WORK TASK =
Find the line in the entries below that contains "Target: yellow polo shirt". Repeat it exactly, and every line after it through the line that contains "mark: the smiling mouth".

STORED DATA =
BEGIN

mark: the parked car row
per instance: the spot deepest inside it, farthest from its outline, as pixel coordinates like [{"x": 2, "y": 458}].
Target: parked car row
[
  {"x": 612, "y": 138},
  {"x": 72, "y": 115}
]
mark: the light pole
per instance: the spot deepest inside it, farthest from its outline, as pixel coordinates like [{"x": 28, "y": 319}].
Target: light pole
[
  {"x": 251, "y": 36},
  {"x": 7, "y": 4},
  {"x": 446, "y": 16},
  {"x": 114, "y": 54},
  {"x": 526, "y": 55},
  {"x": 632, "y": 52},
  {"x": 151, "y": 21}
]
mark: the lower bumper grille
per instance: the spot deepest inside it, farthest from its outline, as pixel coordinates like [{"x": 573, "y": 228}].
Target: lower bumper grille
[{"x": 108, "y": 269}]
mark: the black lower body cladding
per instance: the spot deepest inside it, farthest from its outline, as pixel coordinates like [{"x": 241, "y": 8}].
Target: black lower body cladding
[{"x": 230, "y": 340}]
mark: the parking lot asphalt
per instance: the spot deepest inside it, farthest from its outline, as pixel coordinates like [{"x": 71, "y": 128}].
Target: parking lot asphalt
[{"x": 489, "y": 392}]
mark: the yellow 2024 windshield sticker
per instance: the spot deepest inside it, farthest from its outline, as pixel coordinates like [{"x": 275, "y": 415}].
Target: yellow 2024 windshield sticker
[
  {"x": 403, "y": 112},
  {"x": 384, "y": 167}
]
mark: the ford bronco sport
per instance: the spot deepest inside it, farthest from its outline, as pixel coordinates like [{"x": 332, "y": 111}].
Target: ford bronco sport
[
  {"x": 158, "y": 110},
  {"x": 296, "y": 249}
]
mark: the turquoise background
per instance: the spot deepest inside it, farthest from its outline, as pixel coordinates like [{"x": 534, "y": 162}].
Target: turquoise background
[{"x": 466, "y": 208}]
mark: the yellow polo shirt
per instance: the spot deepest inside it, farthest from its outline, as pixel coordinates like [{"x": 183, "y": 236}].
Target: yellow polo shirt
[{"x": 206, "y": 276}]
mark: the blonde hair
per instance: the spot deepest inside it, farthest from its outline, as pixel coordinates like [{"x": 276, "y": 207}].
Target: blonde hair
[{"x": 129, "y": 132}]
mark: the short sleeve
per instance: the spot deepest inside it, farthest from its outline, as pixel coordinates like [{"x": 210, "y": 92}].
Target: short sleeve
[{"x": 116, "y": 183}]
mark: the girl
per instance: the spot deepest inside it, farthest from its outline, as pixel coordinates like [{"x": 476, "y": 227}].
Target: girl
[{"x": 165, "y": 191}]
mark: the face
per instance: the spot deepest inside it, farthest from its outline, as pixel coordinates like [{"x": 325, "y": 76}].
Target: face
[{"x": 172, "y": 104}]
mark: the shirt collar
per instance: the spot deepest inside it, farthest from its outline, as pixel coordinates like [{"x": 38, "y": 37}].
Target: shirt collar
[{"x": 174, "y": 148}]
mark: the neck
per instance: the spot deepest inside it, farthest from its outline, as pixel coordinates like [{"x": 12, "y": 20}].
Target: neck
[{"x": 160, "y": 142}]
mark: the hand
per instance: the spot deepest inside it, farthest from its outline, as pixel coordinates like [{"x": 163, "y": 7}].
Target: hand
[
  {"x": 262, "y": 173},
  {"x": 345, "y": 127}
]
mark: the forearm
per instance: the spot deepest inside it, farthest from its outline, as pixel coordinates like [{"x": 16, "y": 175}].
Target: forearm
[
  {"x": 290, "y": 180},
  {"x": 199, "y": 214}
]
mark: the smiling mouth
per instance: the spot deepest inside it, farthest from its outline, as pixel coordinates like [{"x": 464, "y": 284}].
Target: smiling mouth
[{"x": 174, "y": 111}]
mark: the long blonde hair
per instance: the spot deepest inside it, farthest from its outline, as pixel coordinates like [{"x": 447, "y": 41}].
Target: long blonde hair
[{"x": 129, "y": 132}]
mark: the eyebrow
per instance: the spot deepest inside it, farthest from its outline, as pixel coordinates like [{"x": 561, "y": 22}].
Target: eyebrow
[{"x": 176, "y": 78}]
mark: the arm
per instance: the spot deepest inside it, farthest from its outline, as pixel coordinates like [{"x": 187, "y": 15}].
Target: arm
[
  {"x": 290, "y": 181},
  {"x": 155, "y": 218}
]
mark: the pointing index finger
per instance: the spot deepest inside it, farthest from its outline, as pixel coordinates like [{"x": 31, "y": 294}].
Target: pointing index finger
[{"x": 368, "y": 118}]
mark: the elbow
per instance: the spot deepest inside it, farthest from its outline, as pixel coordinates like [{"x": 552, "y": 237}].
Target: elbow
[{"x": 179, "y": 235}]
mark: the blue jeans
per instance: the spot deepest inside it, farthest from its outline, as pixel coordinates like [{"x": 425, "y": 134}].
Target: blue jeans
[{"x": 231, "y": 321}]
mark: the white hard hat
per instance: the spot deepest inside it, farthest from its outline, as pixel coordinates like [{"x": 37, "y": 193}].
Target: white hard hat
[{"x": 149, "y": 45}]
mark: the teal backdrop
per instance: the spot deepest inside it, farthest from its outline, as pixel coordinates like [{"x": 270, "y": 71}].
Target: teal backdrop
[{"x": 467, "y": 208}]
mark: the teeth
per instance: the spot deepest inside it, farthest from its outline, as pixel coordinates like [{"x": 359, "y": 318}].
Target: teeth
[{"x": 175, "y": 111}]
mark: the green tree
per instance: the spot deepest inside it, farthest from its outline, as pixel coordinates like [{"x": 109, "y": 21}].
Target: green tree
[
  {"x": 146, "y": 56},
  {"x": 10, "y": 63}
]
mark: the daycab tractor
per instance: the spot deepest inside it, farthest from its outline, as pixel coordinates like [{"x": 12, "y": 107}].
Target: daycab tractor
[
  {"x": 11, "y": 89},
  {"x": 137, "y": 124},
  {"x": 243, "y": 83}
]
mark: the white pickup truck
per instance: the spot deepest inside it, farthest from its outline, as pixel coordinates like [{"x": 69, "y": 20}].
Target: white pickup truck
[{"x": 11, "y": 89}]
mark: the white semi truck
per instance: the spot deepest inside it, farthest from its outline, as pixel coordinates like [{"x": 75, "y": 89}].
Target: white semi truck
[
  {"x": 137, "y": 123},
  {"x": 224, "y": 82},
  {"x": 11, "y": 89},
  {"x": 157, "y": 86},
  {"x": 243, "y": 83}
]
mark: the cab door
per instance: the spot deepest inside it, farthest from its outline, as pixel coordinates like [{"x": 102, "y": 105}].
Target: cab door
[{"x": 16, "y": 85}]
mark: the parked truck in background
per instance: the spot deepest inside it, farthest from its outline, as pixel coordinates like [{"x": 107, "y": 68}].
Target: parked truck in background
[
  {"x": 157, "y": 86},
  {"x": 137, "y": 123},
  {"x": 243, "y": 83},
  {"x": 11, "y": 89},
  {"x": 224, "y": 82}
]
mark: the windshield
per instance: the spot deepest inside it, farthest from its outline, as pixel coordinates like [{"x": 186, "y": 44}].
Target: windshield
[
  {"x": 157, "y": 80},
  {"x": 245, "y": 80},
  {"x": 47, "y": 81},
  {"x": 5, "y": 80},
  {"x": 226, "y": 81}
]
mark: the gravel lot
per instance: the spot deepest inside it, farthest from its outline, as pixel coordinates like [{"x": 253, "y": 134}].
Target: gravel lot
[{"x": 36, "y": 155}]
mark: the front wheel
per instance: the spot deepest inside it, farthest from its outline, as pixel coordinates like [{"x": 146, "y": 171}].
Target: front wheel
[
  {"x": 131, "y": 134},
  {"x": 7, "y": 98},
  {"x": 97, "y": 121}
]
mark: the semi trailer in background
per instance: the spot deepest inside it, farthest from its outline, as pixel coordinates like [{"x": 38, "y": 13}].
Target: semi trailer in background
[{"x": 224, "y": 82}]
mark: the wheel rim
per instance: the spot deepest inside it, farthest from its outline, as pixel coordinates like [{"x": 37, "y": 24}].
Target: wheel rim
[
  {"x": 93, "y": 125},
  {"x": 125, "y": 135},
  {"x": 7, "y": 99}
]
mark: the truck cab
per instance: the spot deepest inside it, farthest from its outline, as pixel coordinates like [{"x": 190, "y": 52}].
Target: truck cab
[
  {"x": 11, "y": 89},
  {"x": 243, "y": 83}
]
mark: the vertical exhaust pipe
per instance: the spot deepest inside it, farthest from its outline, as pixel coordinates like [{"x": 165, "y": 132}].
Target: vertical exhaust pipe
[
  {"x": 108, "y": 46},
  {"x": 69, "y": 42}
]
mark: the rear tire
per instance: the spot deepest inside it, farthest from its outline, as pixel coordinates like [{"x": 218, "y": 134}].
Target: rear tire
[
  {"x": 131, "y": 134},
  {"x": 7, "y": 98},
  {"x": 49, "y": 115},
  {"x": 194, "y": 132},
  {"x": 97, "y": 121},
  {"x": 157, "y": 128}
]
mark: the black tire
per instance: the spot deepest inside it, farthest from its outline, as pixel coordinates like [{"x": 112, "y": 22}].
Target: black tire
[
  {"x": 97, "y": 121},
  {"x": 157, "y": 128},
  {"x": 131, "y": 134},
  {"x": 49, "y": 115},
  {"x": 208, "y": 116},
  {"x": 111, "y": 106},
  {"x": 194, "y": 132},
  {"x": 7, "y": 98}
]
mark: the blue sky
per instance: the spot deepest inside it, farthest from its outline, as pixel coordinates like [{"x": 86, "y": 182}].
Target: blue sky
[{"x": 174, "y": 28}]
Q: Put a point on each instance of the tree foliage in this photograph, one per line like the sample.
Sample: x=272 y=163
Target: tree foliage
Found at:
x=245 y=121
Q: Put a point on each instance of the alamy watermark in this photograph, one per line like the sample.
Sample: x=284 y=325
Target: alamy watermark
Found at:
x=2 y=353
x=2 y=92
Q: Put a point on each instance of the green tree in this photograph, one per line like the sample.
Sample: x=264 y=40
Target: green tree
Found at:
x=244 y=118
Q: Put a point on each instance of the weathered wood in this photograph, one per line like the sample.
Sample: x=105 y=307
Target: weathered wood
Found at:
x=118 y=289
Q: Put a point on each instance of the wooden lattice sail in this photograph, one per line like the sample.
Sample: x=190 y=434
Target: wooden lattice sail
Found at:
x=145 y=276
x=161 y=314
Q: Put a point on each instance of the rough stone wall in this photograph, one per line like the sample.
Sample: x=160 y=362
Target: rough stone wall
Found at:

END

REPLY TO THE TASK =
Target: yellow polo shirt
[{"x": 206, "y": 276}]
mark: the blonde hair
per instance: the spot deepest inside it, farthest from its outline, as pixel coordinates like [{"x": 276, "y": 207}].
Target: blonde hair
[{"x": 129, "y": 132}]
mark: the short sleeve
per instance: the spot deepest inside it, farthest from its outline, as pixel coordinates like [{"x": 210, "y": 92}].
Target: short sleeve
[{"x": 116, "y": 183}]
mark: the girl
per instance: the spot deepest inside it, farthest from its outline, as pixel coordinates like [{"x": 476, "y": 227}].
Target: girl
[{"x": 165, "y": 191}]
mark: the face
per instance: the spot deepest inside it, farthest from its outline, as pixel coordinates like [{"x": 325, "y": 76}].
Target: face
[{"x": 172, "y": 104}]
mark: the shirt collar
per instance: the spot deepest inside it, farthest from its outline, as pixel coordinates like [{"x": 38, "y": 37}].
Target: shirt collar
[{"x": 174, "y": 148}]
mark: the neck
per instance: the spot deepest inside it, farthest from its outline, as pixel coordinates like [{"x": 12, "y": 20}].
Target: neck
[{"x": 160, "y": 142}]
mark: the hand
per instance: the spot deepest inside it, farthest from its outline, as pixel coordinates like [{"x": 163, "y": 7}].
Target: hand
[
  {"x": 262, "y": 173},
  {"x": 345, "y": 127}
]
mark: the forearm
per instance: the spot deepest inside it, farthest from its outline, as pixel coordinates like [{"x": 16, "y": 175}].
Target: forearm
[
  {"x": 290, "y": 180},
  {"x": 199, "y": 214}
]
mark: the smiling mouth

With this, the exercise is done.